To do ▸
Render the material again word for word, skipping the pictures in it.

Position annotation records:
____________________
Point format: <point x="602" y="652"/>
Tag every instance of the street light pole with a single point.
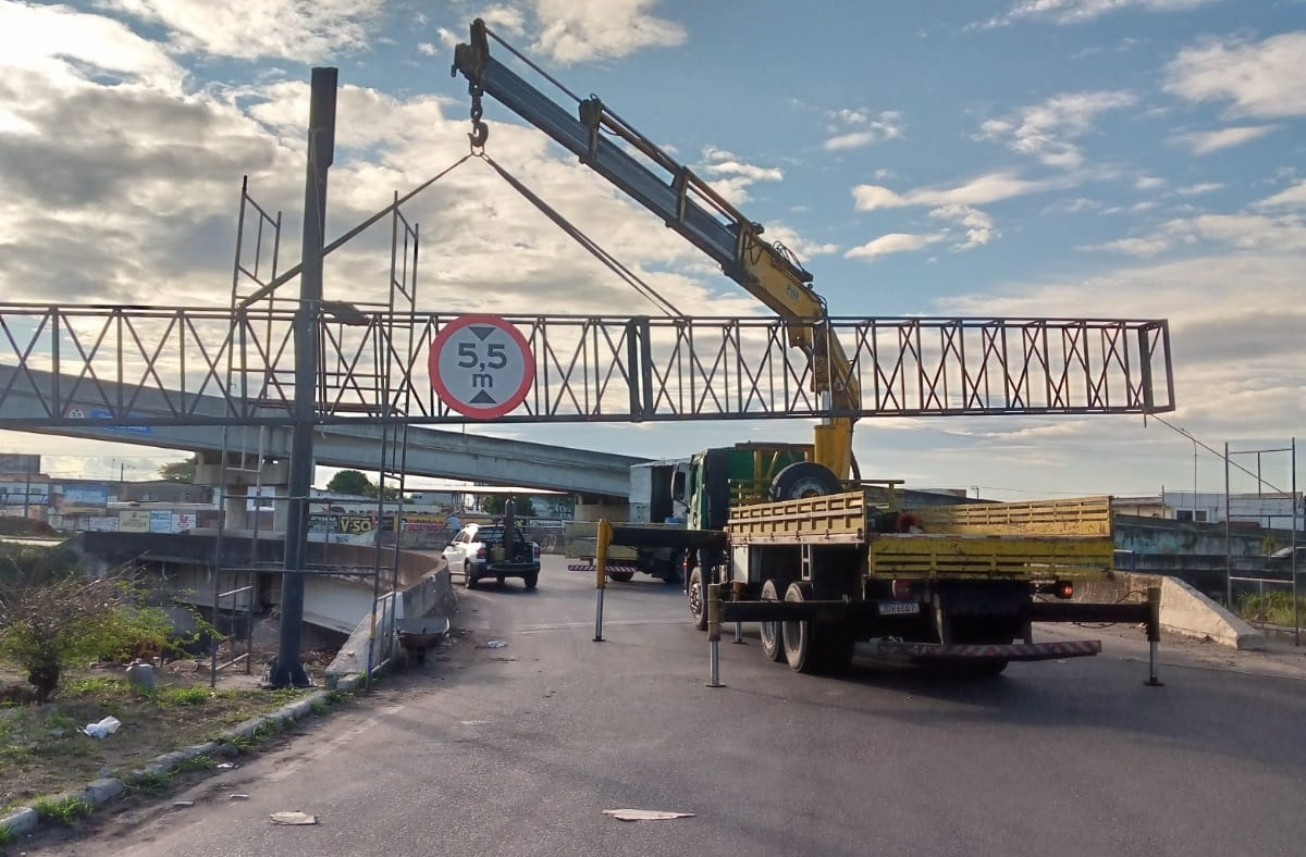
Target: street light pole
<point x="287" y="672"/>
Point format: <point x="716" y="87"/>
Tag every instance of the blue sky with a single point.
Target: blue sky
<point x="1135" y="158"/>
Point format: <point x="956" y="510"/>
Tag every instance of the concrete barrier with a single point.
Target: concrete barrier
<point x="1183" y="609"/>
<point x="432" y="595"/>
<point x="1187" y="612"/>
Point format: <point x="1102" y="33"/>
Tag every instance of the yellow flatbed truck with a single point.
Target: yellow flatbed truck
<point x="957" y="587"/>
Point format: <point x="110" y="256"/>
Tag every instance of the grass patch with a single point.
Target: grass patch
<point x="150" y="781"/>
<point x="186" y="695"/>
<point x="62" y="810"/>
<point x="43" y="750"/>
<point x="196" y="763"/>
<point x="1275" y="608"/>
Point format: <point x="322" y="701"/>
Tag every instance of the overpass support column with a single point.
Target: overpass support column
<point x="239" y="481"/>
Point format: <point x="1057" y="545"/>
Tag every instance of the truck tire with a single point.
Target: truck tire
<point x="798" y="638"/>
<point x="698" y="600"/>
<point x="815" y="647"/>
<point x="772" y="636"/>
<point x="805" y="478"/>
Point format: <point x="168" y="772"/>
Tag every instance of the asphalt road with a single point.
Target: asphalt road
<point x="516" y="750"/>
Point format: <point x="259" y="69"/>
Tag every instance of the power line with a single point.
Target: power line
<point x="1217" y="453"/>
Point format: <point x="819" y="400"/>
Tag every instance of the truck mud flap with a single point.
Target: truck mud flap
<point x="986" y="652"/>
<point x="590" y="567"/>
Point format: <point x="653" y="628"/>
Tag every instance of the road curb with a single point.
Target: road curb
<point x="25" y="819"/>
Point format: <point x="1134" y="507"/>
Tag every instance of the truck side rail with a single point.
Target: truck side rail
<point x="828" y="519"/>
<point x="897" y="555"/>
<point x="1079" y="516"/>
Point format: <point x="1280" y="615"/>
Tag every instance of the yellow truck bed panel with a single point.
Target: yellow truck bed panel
<point x="987" y="555"/>
<point x="829" y="517"/>
<point x="1046" y="538"/>
<point x="1079" y="516"/>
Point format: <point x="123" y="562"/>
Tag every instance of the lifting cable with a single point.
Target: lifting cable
<point x="585" y="241"/>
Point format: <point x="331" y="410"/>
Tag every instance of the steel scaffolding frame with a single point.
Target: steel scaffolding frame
<point x="144" y="366"/>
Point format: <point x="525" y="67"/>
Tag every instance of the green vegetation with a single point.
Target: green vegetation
<point x="150" y="781"/>
<point x="184" y="695"/>
<point x="1272" y="608"/>
<point x="54" y="618"/>
<point x="62" y="810"/>
<point x="359" y="485"/>
<point x="43" y="750"/>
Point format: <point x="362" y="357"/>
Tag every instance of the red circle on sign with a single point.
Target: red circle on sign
<point x="468" y="409"/>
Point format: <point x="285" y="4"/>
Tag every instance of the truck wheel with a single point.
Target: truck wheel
<point x="799" y="646"/>
<point x="805" y="478"/>
<point x="772" y="638"/>
<point x="698" y="600"/>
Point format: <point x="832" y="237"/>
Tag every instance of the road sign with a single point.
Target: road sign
<point x="481" y="366"/>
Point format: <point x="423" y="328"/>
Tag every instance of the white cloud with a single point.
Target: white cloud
<point x="1072" y="207"/>
<point x="1196" y="190"/>
<point x="796" y="243"/>
<point x="1257" y="233"/>
<point x="1259" y="79"/>
<point x="1293" y="196"/>
<point x="892" y="243"/>
<point x="60" y="45"/>
<point x="1080" y="11"/>
<point x="870" y="197"/>
<point x="303" y="30"/>
<point x="1208" y="141"/>
<point x="858" y="128"/>
<point x="1048" y="131"/>
<point x="733" y="175"/>
<point x="1136" y="246"/>
<point x="509" y="20"/>
<point x="982" y="190"/>
<point x="583" y="30"/>
<point x="978" y="225"/>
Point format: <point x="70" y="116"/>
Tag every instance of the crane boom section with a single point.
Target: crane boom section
<point x="694" y="209"/>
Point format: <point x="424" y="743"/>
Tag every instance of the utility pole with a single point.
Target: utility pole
<point x="287" y="672"/>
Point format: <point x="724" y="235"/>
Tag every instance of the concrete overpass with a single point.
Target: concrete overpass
<point x="430" y="452"/>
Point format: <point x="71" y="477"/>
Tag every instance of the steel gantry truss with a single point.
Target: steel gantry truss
<point x="141" y="366"/>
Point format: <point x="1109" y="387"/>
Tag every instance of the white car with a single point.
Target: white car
<point x="478" y="551"/>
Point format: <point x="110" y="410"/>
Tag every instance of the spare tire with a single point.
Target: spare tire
<point x="805" y="478"/>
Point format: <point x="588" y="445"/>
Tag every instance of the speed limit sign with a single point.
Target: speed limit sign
<point x="481" y="366"/>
____________________
Output for this task ▸
Point format: <point x="602" y="652"/>
Tag every instance of the street light pole with a single point.
Target: street light pole
<point x="287" y="672"/>
Point format: <point x="716" y="87"/>
Tag every instance of the blue sky with a single point.
Target: blue sky
<point x="1135" y="158"/>
Point format: <point x="956" y="510"/>
Tag every instance of the concrete barrier with a single point.
Target: concrete barrier
<point x="1183" y="609"/>
<point x="432" y="595"/>
<point x="1187" y="612"/>
Point format: <point x="1102" y="33"/>
Tag every instance of the yellow flatbed truck with a single point.
Target: yellow flatbed truck
<point x="957" y="587"/>
Point format: <point x="110" y="256"/>
Tag every instance of the grass patch with a single point.
Target: grass patch
<point x="150" y="781"/>
<point x="186" y="695"/>
<point x="62" y="810"/>
<point x="43" y="750"/>
<point x="196" y="763"/>
<point x="1275" y="608"/>
Point format: <point x="322" y="701"/>
Tag every instance of the overpass support column with a single point.
Target: overpass support column
<point x="239" y="481"/>
Point format: <point x="1057" y="545"/>
Tag every instance of the truck tire with a single point.
Target: truck tire
<point x="798" y="638"/>
<point x="698" y="600"/>
<point x="815" y="647"/>
<point x="772" y="636"/>
<point x="805" y="478"/>
Point format: <point x="168" y="772"/>
Tag every instance of the asphalt road with a single point.
Target: asphalt road
<point x="516" y="750"/>
Point format: <point x="259" y="69"/>
Tag every instance of the power line with a single point.
Target: power line
<point x="1217" y="453"/>
Point format: <point x="819" y="400"/>
Tag every instance of the truck mud flap with a single point.
Target: truck mud flap
<point x="986" y="652"/>
<point x="590" y="567"/>
Point format: <point x="653" y="628"/>
Tag every instance of the road curb with a single point.
Target: road curb
<point x="25" y="819"/>
Point format: <point x="1134" y="507"/>
Tag every instance of the truck side rail with a single point.
Target: truck side rail
<point x="828" y="519"/>
<point x="897" y="555"/>
<point x="1079" y="516"/>
Point format: <point x="1280" y="615"/>
Tag every instance of the yellow truck bed panel with a single point.
Target: yellow truck bed panel
<point x="987" y="555"/>
<point x="829" y="517"/>
<point x="1046" y="538"/>
<point x="1079" y="516"/>
Point format: <point x="123" y="562"/>
Tag every instance of the lifting cable with a single point.
Target: lifting cable
<point x="585" y="241"/>
Point format: <point x="331" y="410"/>
Tag every instance of the steel scaffolding frame with a single point.
Target: steel scaffolding frame
<point x="144" y="366"/>
Point format: <point x="525" y="67"/>
Tag every instance of the green vegetation with a single point.
Target: green vegetation
<point x="150" y="781"/>
<point x="184" y="695"/>
<point x="1272" y="608"/>
<point x="54" y="618"/>
<point x="62" y="810"/>
<point x="359" y="485"/>
<point x="43" y="750"/>
Point format: <point x="362" y="357"/>
Tag every instance of the red circle on sign with a single point.
Target: red circle on sign
<point x="468" y="409"/>
Point format: <point x="285" y="4"/>
Tag every instance of the truck wheel with a single point.
Target: truck wheel
<point x="799" y="646"/>
<point x="805" y="478"/>
<point x="772" y="638"/>
<point x="698" y="600"/>
Point format: <point x="832" y="237"/>
Tag every instance of the road sign with a single point.
Target: road sign
<point x="481" y="366"/>
Point format: <point x="423" y="328"/>
Tag every instance of the white cloud with a single point.
Target: white cloud
<point x="1072" y="207"/>
<point x="1196" y="190"/>
<point x="796" y="243"/>
<point x="1257" y="233"/>
<point x="1259" y="79"/>
<point x="1293" y="196"/>
<point x="892" y="243"/>
<point x="60" y="45"/>
<point x="1080" y="11"/>
<point x="870" y="197"/>
<point x="303" y="30"/>
<point x="1208" y="141"/>
<point x="858" y="128"/>
<point x="1048" y="131"/>
<point x="733" y="175"/>
<point x="1136" y="246"/>
<point x="509" y="20"/>
<point x="982" y="190"/>
<point x="583" y="30"/>
<point x="978" y="225"/>
Point format: <point x="70" y="116"/>
Tag every instance of the crane boom section with a single point.
Target: crane boom section
<point x="694" y="209"/>
Point format: <point x="424" y="743"/>
Tag every instance of the utility pole with a single point.
Target: utility pole
<point x="287" y="672"/>
Point format: <point x="724" y="235"/>
Tag every instance of the concrete overpass with a single point.
Target: concrete overpass
<point x="430" y="452"/>
Point format: <point x="71" y="477"/>
Tag every instance of the steel gantry truss with a single point.
Target: steel gantry truss
<point x="141" y="366"/>
Point format: <point x="1109" y="387"/>
Tag every instance of the white car with a single point.
Target: white car
<point x="478" y="551"/>
Point format: <point x="110" y="410"/>
Tag every instance of the spare tire with a single point.
Target: spare tire
<point x="805" y="478"/>
Point format: <point x="588" y="445"/>
Tag every instance of the speed limit sign with a single point.
Target: speed limit sign
<point x="481" y="366"/>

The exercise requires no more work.